-- start of DATA IN THIS EXERCISE --

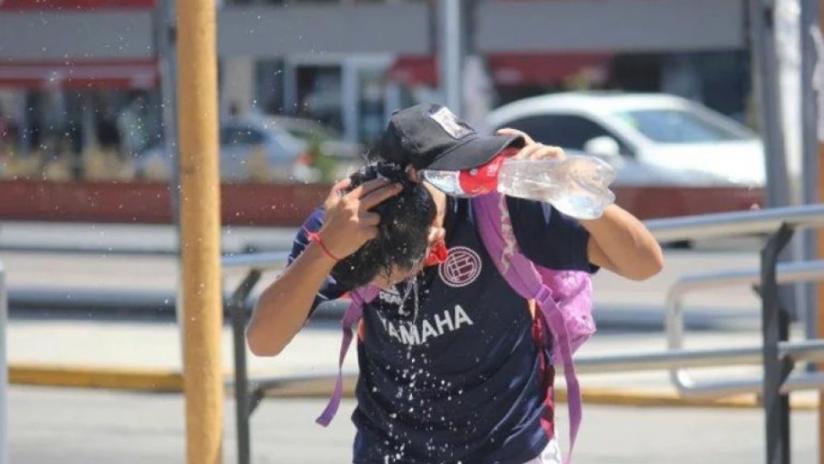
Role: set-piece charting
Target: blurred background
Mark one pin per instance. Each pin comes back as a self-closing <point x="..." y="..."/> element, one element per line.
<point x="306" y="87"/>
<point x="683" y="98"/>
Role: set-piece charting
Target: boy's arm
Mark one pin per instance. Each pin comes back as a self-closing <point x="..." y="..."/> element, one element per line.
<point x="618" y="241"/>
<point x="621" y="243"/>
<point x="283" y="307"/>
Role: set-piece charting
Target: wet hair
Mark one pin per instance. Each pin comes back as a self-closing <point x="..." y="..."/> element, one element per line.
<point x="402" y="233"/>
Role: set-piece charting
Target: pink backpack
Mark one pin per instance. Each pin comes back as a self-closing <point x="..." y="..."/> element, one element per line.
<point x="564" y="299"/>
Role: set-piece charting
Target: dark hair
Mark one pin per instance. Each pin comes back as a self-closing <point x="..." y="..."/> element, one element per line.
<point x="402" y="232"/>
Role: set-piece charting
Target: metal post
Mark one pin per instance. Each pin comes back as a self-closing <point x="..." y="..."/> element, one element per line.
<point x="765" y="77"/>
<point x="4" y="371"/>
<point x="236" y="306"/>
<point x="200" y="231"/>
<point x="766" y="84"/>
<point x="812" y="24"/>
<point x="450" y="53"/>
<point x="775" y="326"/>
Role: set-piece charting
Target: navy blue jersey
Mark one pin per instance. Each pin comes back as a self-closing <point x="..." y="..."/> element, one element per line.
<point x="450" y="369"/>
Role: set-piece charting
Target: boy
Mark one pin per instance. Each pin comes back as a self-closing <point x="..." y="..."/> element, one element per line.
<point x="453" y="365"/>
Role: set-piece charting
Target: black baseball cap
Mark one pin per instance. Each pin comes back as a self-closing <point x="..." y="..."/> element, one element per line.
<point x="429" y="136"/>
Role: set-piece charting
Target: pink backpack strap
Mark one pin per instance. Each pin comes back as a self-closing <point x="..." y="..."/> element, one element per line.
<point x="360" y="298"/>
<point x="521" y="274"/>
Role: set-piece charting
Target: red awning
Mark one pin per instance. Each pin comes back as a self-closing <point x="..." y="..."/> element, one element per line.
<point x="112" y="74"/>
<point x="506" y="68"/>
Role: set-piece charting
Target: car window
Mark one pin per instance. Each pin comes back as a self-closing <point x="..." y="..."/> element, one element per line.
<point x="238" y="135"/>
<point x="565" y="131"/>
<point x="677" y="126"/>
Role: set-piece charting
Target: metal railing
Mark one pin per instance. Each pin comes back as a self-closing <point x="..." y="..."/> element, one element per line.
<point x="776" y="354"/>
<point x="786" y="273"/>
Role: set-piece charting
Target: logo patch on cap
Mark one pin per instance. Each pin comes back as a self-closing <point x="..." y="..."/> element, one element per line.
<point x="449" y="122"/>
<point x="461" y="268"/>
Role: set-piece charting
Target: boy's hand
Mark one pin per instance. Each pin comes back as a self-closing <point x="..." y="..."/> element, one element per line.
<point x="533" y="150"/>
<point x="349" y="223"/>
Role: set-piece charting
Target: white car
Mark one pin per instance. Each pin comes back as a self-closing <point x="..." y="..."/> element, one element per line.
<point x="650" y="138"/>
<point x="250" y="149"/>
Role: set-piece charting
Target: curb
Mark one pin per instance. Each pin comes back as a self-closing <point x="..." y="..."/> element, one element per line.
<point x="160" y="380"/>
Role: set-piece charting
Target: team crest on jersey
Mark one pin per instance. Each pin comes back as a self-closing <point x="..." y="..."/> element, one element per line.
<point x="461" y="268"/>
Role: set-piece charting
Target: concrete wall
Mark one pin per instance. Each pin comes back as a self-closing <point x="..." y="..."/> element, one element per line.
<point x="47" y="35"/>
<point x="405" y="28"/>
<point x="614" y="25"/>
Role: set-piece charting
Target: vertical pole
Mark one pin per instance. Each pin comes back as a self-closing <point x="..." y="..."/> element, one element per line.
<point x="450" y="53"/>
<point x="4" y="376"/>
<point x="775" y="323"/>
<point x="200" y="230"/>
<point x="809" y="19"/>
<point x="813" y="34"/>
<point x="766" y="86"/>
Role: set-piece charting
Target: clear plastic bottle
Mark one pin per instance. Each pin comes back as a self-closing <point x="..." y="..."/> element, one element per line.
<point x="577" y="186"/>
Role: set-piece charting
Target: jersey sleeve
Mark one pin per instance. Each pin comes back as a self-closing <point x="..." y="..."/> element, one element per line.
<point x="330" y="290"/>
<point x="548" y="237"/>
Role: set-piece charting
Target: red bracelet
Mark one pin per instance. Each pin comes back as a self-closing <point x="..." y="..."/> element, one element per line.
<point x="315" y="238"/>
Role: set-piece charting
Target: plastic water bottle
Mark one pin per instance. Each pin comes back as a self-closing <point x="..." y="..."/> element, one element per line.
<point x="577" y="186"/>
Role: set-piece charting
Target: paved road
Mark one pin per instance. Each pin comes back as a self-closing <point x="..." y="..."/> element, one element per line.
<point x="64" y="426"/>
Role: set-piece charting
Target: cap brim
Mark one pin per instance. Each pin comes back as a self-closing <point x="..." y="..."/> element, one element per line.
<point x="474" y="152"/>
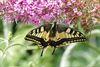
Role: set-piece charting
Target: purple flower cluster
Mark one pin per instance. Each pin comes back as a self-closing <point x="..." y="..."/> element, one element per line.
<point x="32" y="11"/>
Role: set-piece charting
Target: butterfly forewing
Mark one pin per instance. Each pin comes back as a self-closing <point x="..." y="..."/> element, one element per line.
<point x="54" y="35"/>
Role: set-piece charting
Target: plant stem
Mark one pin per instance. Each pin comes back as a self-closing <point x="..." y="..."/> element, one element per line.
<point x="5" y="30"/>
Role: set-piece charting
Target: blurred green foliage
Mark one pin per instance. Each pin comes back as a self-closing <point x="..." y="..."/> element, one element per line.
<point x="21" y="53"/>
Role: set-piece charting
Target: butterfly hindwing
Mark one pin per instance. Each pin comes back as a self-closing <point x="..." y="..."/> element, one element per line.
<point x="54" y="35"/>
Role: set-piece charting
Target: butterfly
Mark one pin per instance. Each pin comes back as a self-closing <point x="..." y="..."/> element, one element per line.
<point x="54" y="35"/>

-- end of DATA IN THIS EXERCISE --

Which lines of the data above contain the word "pink"? List every one in full, with case counting.

Target: pink backpack
Target: pink backpack strap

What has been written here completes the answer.